Short problem 1 → In the article about the judicial conduct hearing, why was the public hearing moved from June 18 to Aug. 27?
Short problem 2 → Write out the passage of the judicial hearing article from "A hearing to" up to and including "delayed until August.", swapping "August" for "September".

Text shown →
***
A hearing to be conducted by a state judicial board to determine whether Clark County Superior Court Judge John Wulle violated codes of conduct has been delayed until August.
The public hearing was set to begin June 18, but was rescheduled to 9 a.m. Aug. 27 to give the board time to consider legal motions filed by Wulle’s attorney, a state judicial board official said Thursday.
A panel of board members of the Washington State Commission on Judicial Conduct will hear testimony for two days at the Clark County Courthouse in downtown Vancouver. The board will deliberate afterward and then make a written ruling at a later date on whether Wulle failed to maintain courtroom decorum and engaged “in a pattern of discourteous, impatient and undignified behavior.”
If found guilty, Wulle could face admonishment, or a written warning, or a discipline as severe as a censure with a recommendation to the state Supreme Court for the judge’s suspension or removal.
Coincidentally, the hearing will now take place after Clark County’s Aug. 7 primary election in which Wulle is running against Vancouver private practice attorney David Gregerson to keep his seat.
***
Data entries →
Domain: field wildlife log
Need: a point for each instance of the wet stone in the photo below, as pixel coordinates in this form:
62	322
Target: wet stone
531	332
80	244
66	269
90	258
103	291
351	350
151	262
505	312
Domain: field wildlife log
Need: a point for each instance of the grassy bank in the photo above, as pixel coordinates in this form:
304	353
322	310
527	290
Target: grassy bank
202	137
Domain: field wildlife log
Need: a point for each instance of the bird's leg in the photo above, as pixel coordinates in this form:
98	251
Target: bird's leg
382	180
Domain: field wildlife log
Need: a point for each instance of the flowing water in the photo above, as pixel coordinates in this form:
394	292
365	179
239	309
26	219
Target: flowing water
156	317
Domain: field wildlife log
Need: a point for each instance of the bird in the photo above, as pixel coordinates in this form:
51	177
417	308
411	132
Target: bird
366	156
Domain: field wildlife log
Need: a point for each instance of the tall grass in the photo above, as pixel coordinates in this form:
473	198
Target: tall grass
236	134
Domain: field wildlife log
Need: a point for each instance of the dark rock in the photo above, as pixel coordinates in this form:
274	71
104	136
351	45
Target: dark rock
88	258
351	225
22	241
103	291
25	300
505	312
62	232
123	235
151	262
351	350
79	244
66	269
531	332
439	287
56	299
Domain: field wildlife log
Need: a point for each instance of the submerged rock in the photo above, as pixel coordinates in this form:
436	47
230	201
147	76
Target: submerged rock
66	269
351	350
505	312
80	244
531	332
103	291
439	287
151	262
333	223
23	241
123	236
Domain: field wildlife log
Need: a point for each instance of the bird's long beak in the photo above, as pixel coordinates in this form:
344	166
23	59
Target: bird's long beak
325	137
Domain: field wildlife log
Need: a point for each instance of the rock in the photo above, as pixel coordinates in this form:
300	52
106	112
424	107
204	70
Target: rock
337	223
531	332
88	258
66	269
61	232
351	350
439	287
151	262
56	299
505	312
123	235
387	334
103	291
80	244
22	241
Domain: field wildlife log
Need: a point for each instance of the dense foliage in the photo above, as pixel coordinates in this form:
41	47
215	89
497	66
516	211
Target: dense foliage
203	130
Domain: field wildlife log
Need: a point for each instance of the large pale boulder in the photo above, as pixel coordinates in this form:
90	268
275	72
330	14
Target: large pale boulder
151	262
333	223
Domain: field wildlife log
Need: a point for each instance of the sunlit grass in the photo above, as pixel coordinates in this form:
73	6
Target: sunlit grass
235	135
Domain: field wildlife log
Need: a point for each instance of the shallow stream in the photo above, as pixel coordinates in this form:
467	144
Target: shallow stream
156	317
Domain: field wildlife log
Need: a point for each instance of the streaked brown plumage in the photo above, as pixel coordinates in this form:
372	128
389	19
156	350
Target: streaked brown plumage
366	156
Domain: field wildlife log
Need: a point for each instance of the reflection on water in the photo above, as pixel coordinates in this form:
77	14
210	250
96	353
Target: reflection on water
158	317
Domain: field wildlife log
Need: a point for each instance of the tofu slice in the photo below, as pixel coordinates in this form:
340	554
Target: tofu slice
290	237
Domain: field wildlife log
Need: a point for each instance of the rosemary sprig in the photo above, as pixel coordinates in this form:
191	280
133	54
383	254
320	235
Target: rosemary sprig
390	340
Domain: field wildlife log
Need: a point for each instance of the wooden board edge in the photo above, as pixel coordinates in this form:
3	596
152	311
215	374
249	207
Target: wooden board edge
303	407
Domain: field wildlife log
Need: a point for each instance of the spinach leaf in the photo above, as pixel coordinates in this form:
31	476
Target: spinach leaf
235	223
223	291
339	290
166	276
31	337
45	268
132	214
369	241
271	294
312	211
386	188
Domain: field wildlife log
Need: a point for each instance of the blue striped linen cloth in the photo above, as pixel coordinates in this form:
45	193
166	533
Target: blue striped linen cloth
***
Correct response 1 → The hearing was rescheduled to give the board time to consider legal motions filed by Wulle's attorney.

Correct response 2 →
A hearing to be conducted by a state judicial board to determine whether Clark County Superior Court Judge John Wulle violated codes of conduct has been delayed until September.